━━━ Source records

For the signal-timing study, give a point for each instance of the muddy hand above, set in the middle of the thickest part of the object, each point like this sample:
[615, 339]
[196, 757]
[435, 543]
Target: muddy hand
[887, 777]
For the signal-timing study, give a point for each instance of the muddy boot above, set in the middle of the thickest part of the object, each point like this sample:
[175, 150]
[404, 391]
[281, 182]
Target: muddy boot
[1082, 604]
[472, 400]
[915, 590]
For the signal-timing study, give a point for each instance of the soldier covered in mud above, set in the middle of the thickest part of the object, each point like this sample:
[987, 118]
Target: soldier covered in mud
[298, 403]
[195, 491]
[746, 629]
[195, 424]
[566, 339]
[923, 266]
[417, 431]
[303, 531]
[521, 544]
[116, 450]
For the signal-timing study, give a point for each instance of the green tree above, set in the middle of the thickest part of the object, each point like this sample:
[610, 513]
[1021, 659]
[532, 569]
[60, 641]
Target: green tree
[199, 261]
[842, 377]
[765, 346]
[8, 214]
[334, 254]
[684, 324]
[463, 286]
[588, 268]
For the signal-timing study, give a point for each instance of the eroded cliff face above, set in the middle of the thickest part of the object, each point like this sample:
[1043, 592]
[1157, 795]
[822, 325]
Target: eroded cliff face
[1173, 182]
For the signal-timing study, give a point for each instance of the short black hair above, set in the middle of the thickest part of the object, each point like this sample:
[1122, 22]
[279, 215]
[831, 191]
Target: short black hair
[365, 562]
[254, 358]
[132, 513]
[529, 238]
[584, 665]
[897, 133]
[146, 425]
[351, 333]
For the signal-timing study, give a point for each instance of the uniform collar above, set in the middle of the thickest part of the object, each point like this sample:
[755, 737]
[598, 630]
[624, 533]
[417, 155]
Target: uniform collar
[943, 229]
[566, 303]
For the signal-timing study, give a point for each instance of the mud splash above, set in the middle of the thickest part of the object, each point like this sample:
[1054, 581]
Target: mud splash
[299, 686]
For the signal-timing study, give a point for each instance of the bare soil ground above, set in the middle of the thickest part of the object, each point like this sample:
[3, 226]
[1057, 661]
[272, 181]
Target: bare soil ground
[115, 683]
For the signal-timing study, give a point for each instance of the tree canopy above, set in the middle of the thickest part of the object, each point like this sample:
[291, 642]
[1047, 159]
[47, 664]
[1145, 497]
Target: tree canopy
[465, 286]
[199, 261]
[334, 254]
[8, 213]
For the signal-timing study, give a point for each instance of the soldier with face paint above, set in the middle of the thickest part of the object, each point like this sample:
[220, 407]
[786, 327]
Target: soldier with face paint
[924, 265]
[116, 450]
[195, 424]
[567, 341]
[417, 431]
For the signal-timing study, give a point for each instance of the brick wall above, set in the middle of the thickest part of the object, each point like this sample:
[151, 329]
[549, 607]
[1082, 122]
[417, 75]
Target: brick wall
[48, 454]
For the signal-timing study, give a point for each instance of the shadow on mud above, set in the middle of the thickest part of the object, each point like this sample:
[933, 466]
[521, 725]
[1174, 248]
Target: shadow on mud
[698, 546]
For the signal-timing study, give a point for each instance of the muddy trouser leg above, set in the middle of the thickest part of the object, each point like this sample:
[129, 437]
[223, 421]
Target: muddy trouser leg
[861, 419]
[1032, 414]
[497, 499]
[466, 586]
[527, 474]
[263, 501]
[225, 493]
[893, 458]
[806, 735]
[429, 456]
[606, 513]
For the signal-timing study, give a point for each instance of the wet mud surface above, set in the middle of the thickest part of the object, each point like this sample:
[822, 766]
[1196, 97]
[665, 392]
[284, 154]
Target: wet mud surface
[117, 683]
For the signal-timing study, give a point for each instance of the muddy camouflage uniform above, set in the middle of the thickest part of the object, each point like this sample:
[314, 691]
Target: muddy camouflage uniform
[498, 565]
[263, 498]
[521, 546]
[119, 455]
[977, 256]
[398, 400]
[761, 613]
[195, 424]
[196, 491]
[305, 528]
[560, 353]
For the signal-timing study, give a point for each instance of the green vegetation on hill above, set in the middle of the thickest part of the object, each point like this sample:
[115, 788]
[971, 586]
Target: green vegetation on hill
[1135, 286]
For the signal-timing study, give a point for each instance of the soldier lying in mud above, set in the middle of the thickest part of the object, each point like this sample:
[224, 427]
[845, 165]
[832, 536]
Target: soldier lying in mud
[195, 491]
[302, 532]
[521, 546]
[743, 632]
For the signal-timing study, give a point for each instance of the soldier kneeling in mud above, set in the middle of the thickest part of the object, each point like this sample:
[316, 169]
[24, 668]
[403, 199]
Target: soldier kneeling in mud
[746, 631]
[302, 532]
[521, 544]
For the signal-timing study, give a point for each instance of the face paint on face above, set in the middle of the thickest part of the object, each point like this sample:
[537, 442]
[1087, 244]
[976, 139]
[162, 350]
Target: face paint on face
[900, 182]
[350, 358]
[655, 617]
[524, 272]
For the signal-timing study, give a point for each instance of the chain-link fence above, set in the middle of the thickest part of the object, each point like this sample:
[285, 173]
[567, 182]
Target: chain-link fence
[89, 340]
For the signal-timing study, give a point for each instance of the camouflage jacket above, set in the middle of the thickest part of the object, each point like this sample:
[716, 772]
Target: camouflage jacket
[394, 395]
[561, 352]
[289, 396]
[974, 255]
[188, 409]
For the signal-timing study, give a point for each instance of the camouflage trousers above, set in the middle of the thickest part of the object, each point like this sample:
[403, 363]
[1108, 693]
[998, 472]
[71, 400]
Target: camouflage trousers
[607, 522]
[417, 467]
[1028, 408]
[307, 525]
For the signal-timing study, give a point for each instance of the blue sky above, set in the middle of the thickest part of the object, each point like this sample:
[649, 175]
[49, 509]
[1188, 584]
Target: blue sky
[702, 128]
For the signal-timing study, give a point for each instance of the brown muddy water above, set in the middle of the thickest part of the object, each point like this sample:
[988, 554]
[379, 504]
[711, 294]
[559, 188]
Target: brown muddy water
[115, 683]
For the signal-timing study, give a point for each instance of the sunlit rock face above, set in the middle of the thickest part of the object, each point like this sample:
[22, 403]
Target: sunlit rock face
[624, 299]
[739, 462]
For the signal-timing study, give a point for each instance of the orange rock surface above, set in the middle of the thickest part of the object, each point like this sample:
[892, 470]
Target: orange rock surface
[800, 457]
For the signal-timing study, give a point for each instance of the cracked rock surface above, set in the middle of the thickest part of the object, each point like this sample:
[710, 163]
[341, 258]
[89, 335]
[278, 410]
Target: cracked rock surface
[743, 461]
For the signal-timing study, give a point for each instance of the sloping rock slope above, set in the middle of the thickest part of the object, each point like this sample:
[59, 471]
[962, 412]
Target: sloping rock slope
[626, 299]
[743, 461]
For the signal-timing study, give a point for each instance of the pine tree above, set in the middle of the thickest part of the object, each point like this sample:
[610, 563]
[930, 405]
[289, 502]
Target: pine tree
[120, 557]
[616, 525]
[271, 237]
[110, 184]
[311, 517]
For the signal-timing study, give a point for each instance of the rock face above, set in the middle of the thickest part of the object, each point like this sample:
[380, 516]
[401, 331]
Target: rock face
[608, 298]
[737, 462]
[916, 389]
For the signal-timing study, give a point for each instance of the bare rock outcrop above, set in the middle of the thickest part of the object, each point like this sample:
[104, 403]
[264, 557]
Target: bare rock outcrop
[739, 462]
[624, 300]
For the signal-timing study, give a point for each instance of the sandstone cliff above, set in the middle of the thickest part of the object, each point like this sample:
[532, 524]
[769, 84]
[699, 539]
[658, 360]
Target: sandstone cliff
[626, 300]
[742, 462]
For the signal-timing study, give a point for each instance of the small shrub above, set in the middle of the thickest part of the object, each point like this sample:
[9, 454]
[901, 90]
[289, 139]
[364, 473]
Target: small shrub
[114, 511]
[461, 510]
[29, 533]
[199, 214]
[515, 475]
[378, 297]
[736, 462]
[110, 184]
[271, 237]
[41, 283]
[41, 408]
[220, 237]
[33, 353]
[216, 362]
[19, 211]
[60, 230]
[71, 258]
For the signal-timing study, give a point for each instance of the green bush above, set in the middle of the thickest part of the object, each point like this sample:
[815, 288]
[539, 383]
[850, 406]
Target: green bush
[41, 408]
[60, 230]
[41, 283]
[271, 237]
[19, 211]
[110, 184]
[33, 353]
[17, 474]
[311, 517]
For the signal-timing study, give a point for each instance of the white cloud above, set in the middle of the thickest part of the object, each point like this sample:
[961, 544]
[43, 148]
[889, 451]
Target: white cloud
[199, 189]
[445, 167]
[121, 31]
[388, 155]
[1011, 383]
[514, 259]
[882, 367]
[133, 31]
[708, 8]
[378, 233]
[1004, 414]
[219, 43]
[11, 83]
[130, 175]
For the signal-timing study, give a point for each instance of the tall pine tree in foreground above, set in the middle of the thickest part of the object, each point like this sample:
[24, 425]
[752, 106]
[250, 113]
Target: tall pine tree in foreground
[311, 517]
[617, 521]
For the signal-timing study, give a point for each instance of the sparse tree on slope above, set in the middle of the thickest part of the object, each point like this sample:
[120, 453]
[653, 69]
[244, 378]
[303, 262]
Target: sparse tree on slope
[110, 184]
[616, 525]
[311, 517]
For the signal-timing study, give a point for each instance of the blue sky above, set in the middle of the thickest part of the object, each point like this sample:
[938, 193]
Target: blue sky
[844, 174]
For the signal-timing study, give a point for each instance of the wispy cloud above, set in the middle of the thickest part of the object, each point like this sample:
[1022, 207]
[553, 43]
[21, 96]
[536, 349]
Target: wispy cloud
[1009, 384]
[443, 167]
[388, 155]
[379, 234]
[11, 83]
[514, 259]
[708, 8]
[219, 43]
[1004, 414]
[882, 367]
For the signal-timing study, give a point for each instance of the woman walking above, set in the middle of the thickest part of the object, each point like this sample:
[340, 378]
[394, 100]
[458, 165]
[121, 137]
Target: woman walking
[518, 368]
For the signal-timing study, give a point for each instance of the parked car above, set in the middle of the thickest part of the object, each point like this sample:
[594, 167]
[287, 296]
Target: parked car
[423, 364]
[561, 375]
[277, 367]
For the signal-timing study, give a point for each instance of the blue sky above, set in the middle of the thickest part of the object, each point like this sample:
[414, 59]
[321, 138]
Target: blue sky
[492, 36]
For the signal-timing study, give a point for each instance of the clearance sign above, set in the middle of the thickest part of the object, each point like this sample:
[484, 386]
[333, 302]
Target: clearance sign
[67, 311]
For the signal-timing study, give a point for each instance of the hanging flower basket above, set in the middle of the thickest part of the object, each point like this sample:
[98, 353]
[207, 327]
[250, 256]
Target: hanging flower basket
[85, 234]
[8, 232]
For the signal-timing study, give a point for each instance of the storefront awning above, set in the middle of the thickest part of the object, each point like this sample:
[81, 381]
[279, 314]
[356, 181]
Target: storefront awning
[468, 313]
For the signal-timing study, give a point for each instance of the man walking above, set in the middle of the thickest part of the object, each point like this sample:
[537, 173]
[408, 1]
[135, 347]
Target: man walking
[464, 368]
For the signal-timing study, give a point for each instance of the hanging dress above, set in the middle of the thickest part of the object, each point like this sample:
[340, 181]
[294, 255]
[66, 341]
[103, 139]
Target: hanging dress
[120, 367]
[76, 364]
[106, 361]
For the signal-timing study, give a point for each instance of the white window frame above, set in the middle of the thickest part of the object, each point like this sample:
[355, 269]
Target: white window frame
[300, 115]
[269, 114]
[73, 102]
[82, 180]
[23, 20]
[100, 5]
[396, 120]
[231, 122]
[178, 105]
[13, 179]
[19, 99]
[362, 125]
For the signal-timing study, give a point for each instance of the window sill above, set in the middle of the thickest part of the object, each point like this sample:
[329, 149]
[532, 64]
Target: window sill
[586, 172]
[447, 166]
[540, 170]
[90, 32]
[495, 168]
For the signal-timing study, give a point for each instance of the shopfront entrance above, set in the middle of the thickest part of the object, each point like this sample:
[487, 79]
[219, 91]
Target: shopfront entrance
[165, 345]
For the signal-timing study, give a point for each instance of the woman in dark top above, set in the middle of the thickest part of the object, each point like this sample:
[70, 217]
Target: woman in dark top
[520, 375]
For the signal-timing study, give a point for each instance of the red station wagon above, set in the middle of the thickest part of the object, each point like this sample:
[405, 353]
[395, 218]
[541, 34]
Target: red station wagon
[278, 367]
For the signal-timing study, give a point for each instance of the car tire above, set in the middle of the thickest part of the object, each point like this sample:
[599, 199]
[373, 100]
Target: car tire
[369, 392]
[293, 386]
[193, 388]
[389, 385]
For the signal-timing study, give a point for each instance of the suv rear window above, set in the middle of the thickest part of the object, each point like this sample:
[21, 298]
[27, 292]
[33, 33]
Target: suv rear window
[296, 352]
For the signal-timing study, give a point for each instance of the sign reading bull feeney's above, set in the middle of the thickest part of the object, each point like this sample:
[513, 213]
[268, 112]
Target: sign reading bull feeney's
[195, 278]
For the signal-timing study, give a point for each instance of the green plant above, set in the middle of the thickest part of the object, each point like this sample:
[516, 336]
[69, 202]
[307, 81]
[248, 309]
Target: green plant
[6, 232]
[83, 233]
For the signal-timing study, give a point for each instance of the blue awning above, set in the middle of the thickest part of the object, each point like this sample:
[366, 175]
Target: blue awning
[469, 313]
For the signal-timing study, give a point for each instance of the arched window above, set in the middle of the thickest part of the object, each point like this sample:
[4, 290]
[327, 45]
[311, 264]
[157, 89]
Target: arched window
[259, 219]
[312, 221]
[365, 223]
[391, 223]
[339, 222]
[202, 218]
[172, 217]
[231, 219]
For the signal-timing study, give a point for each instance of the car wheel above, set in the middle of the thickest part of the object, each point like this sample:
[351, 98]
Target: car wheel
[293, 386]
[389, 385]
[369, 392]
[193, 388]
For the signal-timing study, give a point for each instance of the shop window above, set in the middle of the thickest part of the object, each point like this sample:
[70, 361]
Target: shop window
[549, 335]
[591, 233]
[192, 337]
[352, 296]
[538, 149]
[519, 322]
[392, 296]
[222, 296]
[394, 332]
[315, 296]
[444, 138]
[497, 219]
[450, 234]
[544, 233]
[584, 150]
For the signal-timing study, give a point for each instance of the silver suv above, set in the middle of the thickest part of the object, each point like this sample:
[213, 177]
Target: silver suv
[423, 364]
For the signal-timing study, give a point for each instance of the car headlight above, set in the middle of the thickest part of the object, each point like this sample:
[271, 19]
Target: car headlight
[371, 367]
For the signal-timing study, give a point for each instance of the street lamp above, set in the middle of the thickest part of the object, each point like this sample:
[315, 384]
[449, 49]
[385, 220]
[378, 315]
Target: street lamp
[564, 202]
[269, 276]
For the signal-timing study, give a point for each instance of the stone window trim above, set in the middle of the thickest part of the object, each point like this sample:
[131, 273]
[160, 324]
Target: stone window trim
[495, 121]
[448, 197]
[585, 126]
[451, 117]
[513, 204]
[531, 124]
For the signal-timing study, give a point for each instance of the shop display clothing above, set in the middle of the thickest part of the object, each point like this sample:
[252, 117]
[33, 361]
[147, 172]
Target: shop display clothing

━━━━━━

Directions for this task
Through the last line of the entries above, beginning at the line containing "of the silver", transcribe each line exactly, both ends included and nothing more.

Finished task
For the signal-timing study, give a point for each instance of the silver suv above, set in the middle of the thickest part of the object, each point like this sample:
[213, 177]
Target: silver suv
[423, 364]
For the signal-timing study, give a point for each instance of the car headlight above, set in the middle of the thickest part of the object, each point like this sample:
[271, 19]
Target: car headlight
[371, 367]
For the signal-timing study, give a point for each instance of the street lamp above, set in the middle of the thickest part of the object, each point like this sample:
[315, 384]
[449, 49]
[385, 220]
[378, 315]
Target: street lamp
[564, 202]
[269, 276]
For the signal-timing study, give a point for each instance of the stone window trim above, set in the middle of the thickest part of the object, each point like this sample:
[131, 273]
[160, 324]
Target: stone window trim
[495, 121]
[448, 197]
[585, 126]
[451, 117]
[513, 204]
[531, 124]
For the signal-timing study, give a point for each instance of the shop display clothing above, set in the middle of the thickest part of the object, each point like this sample:
[252, 117]
[33, 361]
[147, 172]
Target: shop display clothing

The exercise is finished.